The input –
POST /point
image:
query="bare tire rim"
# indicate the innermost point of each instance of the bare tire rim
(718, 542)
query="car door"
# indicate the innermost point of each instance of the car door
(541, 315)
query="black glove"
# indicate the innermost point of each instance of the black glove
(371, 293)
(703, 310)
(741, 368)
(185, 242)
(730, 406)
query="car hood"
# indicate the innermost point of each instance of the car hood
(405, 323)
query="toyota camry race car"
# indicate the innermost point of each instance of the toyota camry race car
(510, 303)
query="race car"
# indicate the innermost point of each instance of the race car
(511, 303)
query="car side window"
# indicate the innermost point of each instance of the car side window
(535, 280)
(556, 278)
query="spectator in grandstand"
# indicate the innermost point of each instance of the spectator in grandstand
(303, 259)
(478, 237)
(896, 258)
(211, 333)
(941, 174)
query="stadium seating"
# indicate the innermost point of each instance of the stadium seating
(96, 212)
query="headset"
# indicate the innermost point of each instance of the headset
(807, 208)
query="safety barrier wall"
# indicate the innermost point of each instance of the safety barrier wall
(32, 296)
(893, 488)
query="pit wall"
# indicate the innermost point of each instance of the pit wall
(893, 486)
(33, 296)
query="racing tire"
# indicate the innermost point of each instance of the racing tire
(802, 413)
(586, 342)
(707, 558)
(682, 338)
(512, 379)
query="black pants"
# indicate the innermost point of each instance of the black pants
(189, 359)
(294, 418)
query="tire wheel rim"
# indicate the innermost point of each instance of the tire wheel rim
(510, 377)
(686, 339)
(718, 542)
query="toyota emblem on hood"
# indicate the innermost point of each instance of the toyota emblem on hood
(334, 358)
...
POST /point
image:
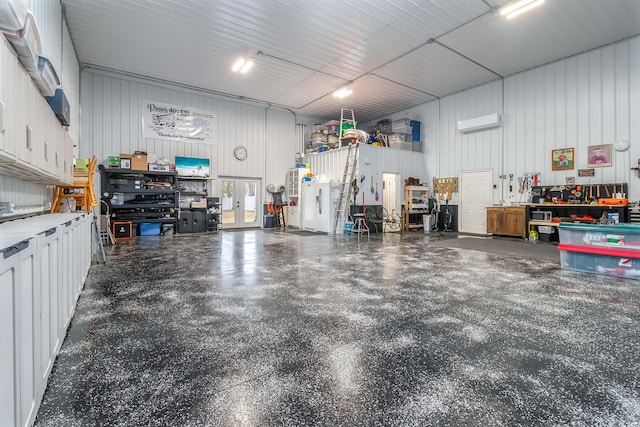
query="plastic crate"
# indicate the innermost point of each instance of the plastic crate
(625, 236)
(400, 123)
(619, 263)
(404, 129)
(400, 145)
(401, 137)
==
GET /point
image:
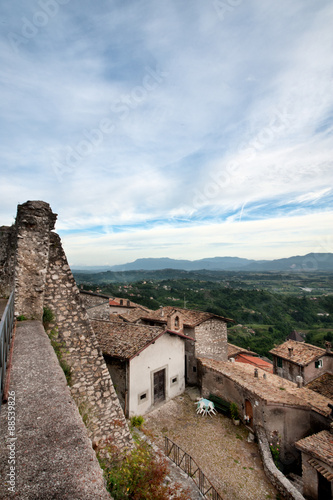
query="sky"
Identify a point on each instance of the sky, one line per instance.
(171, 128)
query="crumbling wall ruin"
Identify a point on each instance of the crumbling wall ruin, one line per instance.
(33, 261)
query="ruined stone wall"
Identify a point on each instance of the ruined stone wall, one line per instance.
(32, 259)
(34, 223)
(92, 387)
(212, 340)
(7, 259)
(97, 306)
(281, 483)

Instructions to follow – Please find every line in the records above that contains the word "seating", treating case as significant, and copy each one.

Reply to the task –
query="stadium seating"
# indicate the innermost point of each instance of the stadium seating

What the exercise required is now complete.